> _SOURCE DATA_
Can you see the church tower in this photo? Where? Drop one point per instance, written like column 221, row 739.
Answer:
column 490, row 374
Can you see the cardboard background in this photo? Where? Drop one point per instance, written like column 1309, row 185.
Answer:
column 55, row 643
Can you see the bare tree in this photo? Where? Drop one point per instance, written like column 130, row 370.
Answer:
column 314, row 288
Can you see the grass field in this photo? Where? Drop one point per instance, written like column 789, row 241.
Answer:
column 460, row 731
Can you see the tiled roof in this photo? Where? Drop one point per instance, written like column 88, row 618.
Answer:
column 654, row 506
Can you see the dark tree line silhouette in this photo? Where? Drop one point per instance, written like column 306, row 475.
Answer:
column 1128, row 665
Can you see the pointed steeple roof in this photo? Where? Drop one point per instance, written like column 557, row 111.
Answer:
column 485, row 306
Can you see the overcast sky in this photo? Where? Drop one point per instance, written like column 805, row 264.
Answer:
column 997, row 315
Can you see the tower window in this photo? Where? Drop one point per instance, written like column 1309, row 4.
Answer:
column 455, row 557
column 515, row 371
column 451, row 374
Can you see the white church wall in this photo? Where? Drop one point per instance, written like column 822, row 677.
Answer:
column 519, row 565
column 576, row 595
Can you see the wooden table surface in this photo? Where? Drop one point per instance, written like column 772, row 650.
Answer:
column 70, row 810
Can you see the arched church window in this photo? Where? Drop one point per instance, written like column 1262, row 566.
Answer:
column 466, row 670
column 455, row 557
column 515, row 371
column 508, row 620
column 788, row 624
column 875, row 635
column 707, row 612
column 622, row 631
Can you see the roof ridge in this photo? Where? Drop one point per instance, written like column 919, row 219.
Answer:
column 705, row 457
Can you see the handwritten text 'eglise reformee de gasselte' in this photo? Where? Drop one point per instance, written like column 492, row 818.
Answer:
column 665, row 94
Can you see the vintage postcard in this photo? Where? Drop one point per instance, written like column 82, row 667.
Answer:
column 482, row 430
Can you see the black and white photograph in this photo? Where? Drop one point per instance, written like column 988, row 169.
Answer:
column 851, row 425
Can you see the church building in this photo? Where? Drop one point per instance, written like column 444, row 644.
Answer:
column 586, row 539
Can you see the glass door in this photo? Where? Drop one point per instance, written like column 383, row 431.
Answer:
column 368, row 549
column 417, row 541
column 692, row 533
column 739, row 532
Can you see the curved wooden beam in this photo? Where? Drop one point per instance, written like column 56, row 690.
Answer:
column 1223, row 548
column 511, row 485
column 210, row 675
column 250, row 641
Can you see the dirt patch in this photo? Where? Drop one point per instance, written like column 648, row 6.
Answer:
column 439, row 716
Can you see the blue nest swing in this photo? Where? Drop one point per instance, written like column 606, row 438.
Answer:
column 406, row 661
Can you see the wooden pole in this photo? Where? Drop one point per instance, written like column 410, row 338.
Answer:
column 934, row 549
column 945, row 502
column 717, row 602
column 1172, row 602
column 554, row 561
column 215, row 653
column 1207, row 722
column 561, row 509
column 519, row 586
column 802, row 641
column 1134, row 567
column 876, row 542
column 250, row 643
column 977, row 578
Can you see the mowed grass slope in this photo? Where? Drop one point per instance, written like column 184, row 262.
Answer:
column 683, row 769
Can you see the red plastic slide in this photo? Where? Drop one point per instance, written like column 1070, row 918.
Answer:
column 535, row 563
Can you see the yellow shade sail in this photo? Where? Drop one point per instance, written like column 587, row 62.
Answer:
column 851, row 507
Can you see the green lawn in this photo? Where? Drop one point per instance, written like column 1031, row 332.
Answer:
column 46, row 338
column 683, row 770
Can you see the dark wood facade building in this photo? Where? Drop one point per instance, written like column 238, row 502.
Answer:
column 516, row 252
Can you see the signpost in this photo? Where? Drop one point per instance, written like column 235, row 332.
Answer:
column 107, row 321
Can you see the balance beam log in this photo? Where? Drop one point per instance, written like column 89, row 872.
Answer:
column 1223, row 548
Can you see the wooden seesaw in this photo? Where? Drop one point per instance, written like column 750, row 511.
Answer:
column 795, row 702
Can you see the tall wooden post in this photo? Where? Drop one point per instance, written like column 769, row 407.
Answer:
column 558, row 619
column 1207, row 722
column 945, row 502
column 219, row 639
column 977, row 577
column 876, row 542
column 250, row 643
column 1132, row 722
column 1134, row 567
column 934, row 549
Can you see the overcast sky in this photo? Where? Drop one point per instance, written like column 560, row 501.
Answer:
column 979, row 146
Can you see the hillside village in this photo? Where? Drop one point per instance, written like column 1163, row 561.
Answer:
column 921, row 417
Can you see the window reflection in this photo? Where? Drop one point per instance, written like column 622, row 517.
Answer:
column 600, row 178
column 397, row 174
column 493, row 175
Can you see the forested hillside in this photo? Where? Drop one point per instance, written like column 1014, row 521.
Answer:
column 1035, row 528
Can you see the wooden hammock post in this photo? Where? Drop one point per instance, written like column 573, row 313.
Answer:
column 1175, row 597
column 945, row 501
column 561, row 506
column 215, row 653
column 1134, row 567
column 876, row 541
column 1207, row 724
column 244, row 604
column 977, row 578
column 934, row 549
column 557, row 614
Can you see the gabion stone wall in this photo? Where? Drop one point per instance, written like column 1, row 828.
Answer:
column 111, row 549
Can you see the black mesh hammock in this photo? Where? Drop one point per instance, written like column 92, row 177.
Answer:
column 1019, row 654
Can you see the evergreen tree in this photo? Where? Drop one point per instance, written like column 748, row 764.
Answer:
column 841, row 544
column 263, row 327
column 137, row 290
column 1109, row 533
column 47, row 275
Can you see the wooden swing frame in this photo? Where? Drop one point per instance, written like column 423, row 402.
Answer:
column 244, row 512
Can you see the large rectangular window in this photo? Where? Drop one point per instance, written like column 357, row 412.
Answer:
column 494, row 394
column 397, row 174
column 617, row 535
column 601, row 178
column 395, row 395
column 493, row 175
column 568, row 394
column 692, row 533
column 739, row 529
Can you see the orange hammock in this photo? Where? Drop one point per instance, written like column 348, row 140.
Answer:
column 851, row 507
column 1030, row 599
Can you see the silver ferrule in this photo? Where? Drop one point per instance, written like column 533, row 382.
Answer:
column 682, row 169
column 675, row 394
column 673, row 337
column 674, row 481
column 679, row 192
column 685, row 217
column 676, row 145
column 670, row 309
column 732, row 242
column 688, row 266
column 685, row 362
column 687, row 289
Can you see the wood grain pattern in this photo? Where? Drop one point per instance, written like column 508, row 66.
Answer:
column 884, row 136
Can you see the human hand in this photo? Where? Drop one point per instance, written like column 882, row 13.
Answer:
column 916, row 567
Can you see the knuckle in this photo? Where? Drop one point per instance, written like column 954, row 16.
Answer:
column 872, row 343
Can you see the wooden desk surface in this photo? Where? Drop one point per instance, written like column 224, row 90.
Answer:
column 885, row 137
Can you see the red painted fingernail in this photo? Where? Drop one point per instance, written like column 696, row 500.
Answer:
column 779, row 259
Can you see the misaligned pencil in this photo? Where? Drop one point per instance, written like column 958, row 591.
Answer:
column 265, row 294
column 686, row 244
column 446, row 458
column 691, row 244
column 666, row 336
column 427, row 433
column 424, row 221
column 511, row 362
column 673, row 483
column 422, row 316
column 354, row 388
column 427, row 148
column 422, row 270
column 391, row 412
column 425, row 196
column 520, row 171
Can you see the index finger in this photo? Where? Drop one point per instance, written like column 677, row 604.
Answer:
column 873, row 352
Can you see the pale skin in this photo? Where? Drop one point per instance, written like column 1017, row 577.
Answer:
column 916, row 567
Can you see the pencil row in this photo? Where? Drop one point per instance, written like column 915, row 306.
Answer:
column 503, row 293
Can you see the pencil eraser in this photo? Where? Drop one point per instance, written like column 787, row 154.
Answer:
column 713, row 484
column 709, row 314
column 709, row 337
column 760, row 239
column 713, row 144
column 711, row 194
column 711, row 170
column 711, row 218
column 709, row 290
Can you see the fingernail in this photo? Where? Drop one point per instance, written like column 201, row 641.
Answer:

> _WHAT YOU HAVE TO DO_
Repeat only the stretch of lines that begins at the line containing "Can you see the pale" and ends at the last line above, both included.

> _RESULT BELOW_
Can you see the pale skin in this photo? Where? Drop one point per instance, written like column 1017, row 577.
Answer:
column 916, row 567
Can you see the pencil row in this photo? Where? Drop one point per instance, written like column 915, row 306.
Answer:
column 503, row 293
Can you see the pencil eraser in this photo? Where? Drop one point per instance, written like column 787, row 154.
Answer:
column 713, row 484
column 709, row 314
column 709, row 337
column 760, row 239
column 713, row 144
column 711, row 194
column 711, row 170
column 711, row 218
column 709, row 290
Can you see the fingernail in this photo? Where? Drop one point per instance, written like column 201, row 641.
Answer:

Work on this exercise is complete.